Dataset extract:

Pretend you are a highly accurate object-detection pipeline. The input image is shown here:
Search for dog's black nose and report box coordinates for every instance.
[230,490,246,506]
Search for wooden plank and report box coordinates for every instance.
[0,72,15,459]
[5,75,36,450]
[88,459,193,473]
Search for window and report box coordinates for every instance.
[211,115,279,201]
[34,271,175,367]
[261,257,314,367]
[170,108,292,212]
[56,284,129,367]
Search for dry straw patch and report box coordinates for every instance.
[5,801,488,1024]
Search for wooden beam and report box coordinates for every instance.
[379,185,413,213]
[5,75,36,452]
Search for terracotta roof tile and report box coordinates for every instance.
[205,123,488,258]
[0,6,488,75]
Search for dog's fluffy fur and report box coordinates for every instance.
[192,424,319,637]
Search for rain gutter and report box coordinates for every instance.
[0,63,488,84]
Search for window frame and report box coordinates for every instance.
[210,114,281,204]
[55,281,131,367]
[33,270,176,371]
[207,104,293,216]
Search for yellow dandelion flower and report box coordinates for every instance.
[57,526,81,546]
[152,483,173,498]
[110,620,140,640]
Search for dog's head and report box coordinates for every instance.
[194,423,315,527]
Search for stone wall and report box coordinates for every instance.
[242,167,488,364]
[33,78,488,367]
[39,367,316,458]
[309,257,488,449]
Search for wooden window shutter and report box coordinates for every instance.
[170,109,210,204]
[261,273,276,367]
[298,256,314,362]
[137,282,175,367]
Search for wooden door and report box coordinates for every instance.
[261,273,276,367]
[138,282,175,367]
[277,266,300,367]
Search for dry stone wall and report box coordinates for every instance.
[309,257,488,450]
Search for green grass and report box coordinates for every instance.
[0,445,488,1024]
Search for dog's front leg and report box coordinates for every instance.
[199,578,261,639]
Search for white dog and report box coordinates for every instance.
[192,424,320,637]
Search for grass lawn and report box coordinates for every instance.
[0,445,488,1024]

Written task:
Output every line of the listing from the line containing "Search for yellow" through the final line as a Markdown table with the columns Row and Line, leaving out any blank lines.

Exercise solution:
| Row | Line |
|---|---|
| 1 | Search for yellow dandelion flower and report box coordinates for every instance. |
| 2 | [57,526,81,546] |
| 3 | [152,483,173,498] |
| 4 | [110,620,140,640] |
| 5 | Search for dog's head and report box coordinates for every instance. |
| 6 | [194,423,315,527] |
| 7 | Search for stone wall and report box coordinates for every instance. |
| 8 | [242,167,488,364] |
| 9 | [33,78,488,367] |
| 10 | [39,367,316,458] |
| 11 | [309,257,488,449] |
| 12 | Search for wooden window shutter and report box coordinates for every instance. |
| 13 | [170,109,210,204] |
| 14 | [261,273,276,367] |
| 15 | [298,256,314,362] |
| 16 | [137,282,175,367] |
| 17 | Search for wooden door and report box coordinates for every instance. |
| 18 | [261,273,276,367] |
| 19 | [138,282,175,367] |
| 20 | [277,266,300,367] |
| 21 | Search for dry stone wall and report box coordinates for every instance. |
| 22 | [309,257,488,450] |
| 23 | Search for green grass and report box coordinates for every instance. |
| 24 | [0,445,488,1024] |
| 25 | Search for dog's front leg and report box coordinates for every instance. |
| 26 | [199,578,261,639] |
| 27 | Search for white dog and report box coordinates for every instance. |
| 28 | [192,424,320,637] |
| 29 | Search for grass lawn and report box coordinates for every instance. |
| 30 | [0,445,488,1024] |